SOURCE PASSAGE:
• • • • • • •

Mapping networks in the brain
2013 Project Grant
2003 Equipment Grant
Schizophrenia: Much of my research is centred around understanding what is different about the brain in people with schizophrenia and how these differences are related to the way that schizophrenia distorts one's experience of the world.
My research is highly collaborative as I work with scientists from diverse fields like those that explore brain function at the level of neurons and neurochemistry to clinicians who are involved in the diagnosis and treatment of persons with schizophrenia. My own expertise is in electrical measures of the brain in action that enable us to study functional differences in this illness.
Brain Structure and Function: Most of us have clear structural differences between the left and right sides of our brain. These differences are generally believed to support particular abilities and in our lab we are examining an important structure-function relationship that supports our ability to process speech. The usual left-right difference in sound processing areas of the brain is disrupted in a number of clinical groups (eg schizophrenia and autism spectrum disorders). By uncovering how structure supports function we can begin to understand the consequences of different brain structure in these groups.

• • • • • • •

[Stored data entries]
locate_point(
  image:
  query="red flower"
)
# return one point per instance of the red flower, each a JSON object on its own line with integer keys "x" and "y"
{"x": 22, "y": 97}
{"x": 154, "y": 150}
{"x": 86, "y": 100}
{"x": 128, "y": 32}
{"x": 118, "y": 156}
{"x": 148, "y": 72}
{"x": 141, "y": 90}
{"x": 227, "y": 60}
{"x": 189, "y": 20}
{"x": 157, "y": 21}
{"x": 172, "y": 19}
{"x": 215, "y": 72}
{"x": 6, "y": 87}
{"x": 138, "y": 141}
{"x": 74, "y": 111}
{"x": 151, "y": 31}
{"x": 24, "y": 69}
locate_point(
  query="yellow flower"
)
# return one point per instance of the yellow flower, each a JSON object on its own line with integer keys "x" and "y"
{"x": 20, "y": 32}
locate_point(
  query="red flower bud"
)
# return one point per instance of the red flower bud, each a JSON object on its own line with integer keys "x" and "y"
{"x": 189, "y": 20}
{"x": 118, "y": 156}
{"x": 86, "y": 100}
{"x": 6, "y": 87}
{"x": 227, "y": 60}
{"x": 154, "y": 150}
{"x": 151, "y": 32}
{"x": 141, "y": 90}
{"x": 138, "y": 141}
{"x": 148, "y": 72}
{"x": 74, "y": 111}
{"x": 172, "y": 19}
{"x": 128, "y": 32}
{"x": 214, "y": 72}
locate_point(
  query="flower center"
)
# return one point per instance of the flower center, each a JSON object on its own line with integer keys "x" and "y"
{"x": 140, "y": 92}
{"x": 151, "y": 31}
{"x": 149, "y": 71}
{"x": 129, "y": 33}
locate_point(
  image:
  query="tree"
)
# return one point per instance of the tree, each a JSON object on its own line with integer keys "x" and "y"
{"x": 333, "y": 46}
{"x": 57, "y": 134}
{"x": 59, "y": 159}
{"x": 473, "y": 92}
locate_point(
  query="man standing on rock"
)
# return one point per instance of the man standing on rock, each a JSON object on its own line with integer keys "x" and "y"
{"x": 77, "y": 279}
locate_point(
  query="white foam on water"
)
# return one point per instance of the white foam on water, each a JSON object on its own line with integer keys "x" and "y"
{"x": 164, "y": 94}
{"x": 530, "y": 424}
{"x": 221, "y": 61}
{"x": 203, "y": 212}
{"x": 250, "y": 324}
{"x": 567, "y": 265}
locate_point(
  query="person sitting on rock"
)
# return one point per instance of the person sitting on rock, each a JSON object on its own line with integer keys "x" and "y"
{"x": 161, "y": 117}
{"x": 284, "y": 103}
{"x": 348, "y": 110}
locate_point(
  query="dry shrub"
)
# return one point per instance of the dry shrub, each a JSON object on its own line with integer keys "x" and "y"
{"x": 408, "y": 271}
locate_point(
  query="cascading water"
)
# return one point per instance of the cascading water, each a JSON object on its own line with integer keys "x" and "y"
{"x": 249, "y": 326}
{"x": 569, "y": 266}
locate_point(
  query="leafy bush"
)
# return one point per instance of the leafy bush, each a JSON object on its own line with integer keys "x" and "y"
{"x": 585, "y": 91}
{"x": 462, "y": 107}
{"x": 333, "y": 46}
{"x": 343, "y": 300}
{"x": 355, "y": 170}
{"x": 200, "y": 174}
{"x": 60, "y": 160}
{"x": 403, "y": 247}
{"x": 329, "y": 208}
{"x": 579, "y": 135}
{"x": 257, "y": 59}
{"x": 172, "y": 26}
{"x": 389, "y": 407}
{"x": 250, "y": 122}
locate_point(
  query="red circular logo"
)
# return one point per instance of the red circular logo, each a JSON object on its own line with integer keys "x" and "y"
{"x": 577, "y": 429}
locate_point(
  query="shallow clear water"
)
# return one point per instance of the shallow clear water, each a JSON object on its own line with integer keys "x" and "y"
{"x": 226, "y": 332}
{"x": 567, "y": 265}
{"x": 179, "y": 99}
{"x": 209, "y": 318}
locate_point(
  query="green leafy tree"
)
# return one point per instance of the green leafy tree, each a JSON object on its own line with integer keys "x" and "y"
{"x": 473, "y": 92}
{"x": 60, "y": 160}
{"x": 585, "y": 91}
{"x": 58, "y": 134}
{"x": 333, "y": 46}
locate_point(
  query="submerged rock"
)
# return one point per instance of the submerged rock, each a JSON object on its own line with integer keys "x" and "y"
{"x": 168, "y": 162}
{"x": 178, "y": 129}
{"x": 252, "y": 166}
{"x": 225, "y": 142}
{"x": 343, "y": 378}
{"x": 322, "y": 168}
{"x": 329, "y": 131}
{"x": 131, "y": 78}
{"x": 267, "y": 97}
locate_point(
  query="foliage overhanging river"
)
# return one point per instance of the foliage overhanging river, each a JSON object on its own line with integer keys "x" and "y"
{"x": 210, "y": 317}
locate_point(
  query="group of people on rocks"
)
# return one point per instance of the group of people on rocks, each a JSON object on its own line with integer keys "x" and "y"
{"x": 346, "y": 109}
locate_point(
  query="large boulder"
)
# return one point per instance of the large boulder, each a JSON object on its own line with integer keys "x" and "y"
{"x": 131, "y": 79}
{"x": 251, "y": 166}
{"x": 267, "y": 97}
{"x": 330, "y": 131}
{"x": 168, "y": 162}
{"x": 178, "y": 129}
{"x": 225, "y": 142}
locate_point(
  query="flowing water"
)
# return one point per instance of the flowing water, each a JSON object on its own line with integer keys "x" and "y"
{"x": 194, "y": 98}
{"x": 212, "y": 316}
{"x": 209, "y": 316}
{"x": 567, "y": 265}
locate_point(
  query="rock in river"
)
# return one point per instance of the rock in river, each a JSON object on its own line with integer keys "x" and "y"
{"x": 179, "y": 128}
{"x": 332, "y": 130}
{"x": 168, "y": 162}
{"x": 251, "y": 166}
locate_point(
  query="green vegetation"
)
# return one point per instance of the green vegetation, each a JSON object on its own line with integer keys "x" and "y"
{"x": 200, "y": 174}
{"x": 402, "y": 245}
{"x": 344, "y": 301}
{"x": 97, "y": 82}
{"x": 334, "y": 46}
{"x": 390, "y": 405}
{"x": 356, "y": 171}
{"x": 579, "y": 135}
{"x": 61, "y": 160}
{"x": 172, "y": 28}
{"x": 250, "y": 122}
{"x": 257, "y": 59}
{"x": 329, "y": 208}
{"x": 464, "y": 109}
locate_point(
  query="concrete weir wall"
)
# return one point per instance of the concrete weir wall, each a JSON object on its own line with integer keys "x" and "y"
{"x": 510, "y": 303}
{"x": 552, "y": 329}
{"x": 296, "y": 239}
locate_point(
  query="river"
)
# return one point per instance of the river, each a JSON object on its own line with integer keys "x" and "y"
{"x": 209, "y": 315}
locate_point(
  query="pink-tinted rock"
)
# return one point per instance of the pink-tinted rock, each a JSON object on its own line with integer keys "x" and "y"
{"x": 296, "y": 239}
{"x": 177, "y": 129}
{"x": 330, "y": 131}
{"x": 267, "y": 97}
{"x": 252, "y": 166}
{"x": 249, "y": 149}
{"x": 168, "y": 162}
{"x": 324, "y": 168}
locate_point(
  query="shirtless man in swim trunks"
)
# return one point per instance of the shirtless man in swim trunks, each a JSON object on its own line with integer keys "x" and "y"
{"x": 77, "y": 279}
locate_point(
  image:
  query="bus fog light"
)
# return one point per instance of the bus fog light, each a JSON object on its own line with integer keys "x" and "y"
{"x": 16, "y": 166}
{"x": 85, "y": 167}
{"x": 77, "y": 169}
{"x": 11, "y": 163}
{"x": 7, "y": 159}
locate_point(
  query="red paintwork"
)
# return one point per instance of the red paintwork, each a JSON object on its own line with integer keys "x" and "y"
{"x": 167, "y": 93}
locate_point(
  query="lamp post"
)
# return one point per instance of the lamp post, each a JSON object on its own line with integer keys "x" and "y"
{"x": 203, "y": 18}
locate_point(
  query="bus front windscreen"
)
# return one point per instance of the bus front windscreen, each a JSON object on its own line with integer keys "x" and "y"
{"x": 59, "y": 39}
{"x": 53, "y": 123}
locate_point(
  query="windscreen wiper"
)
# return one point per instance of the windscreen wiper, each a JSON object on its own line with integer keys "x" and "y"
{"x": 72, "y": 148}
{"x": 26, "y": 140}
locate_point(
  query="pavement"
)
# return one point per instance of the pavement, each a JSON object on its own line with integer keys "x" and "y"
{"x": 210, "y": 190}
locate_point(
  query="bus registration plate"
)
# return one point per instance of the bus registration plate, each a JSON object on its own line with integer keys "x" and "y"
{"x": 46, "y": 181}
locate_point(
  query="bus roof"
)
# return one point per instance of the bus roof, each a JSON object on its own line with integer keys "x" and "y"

• • • • • • •

PARTS OF THE EXERCISE:
1 - Answer these questions about the brain research text.
(a) What year is listed for the Equipment Grant?
(b) What does the researcher name as their own expertise?
(c) Which clinical groups are given as examples where the usual left-right difference in sound processing areas is disrupted?
2 - Substitute "interdisciplinary" for "collaborative" in the brain research text, and write out the passage from "My research is highly" up to and including "in this illness.".
3 - Resume the brain research text with a further paragraph that follows on from its final sentence.

RESULTS IN ORDER:
1 -
(a) 2003
(b) Electrical measures of the brain in action
(c) Schizophrenia and autism spectrum disorders

2 -
My research is highly interdisciplinary as I work with scientists from diverse fields like those that explore brain function at the level of neurons and neurochemistry to clinicians who are involved in the diagnosis and treatment of persons with schizophrenia. My own expertise is in electrical measures of the brain in action that enable us to study functional differences in this illness.

3 -
The Predictive Brain: Our brains have an exquisite capability to automatically detect regular patterning in the world around us and to use this regularity to make predictions about what is most likely to happen next. This capability enables us filter the relevance of events by devoting minimal effort to processing events that conform to what we anticipate will happen. This in turn conserves important resources (like attention) for events that provide new information or signify potentially important change. Using carefully designed experiments my team have shown that our the brain is subject to first-impression biases even at the very earliest stages of relevance filtering. I work in a program of research devoted to uncovering what this means about how we learn.
I am fascinated by how the brain "creates" our experience of the world around us. My training in clinical psychology enables me to understand the consequences for mental health when this creative process goes astray. Using techniques from cognitive neuroscience I can help determine the links between brain function and experience to highlight key points of difference in brain function that contribute to mental health and illness.
My primary goal is to use my knowledge of brain function to uncover new ways to help all of us have more "control" over our mental health. I see mental health as a continuum not as discreet categories and I hope that one day this science can improve quality of life for everyone. However, this should start where it is needed most and in my opinion this is with severe mental illnesses.
Associate Professor Juanita Todd's research utilises multiple measures (clinical, neuropsychological, psychophysical, pharmacological and neuroimaging) to explore relationships between experience, ability and brain function. She enjoys multidisciplinary research and the challenge of approaching questions from different perspectives with varied methodology.
To date, her research has been governed by a particular interest in schizophrenia. In the pursuit of answering questions relevant to schizophrenia it has been crucial to refine understanding of what might be called “normal” brain function. A great deal happens before events reach our conscious awareness and much of Juanita's research centres on understanding what the brain is doing during this period and why. Many mental illnesses involve problems or differences in these very early stages of information processing that can distort abilities like thinking, reasoning and concentration.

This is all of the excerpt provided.